Input rows.
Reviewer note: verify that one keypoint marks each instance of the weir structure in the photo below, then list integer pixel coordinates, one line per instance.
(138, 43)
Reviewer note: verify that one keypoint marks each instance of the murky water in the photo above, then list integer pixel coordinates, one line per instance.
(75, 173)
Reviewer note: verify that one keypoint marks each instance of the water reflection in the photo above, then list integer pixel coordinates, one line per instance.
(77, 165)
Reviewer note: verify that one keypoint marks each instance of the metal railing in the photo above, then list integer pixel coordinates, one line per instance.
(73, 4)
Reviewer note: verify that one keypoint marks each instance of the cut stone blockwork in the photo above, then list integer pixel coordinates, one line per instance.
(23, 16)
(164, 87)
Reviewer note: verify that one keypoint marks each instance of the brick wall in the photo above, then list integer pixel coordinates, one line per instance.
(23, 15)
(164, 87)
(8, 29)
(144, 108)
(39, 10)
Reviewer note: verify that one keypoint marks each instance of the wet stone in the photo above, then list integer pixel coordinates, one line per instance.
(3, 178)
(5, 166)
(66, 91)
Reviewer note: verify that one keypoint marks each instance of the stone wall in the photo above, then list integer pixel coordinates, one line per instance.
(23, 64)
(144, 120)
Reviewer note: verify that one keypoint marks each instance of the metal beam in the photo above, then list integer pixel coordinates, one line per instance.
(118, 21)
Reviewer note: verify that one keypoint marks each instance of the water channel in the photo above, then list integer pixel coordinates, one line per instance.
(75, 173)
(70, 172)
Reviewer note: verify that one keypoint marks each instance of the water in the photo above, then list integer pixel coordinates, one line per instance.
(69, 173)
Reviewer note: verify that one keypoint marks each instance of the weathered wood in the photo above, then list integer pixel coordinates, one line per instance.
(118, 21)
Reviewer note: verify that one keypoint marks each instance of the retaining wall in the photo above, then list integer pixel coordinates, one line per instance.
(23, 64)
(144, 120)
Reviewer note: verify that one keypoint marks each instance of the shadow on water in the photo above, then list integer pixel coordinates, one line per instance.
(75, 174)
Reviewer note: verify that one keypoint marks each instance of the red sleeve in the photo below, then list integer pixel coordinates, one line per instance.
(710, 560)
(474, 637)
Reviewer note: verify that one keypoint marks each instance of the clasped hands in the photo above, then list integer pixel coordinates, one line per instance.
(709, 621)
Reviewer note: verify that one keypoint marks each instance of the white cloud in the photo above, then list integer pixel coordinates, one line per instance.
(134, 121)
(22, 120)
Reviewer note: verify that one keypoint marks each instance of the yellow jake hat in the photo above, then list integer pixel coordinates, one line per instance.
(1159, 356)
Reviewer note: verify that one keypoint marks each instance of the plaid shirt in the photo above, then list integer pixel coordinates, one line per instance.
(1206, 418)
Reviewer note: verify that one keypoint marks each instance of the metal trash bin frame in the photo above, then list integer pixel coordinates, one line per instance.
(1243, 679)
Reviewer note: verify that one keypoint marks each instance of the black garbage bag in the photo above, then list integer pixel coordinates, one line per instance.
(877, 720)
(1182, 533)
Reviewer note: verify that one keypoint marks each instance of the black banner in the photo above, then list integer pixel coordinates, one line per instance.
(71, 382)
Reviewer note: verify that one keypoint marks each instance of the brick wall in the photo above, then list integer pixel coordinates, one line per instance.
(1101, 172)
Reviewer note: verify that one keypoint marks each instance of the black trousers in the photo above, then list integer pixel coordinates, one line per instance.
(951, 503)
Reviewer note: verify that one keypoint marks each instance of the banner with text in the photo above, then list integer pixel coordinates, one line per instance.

Directive.
Rewrite everything in the listing from the line containing "the black garbage" down to the line containing "(1101, 172)", changing "black banner" to "dark banner" and keeping all else the same. Return only those lines.

The response.
Reviewer note: verify that one keypoint marks each instance of the black garbage bag in the photo above, then list integer pixel coordinates, one line per instance.
(877, 720)
(1182, 533)
Reviewer note: verify that one keypoint marks each instance of the dark banner in the photo above, then list integer pixel coordinates, one line per instance.
(71, 382)
Reviewer note: verify that one keypoint marks each instance of the brick wall in the photo above, then list integer pixel coordinates, one line per instance.
(1101, 172)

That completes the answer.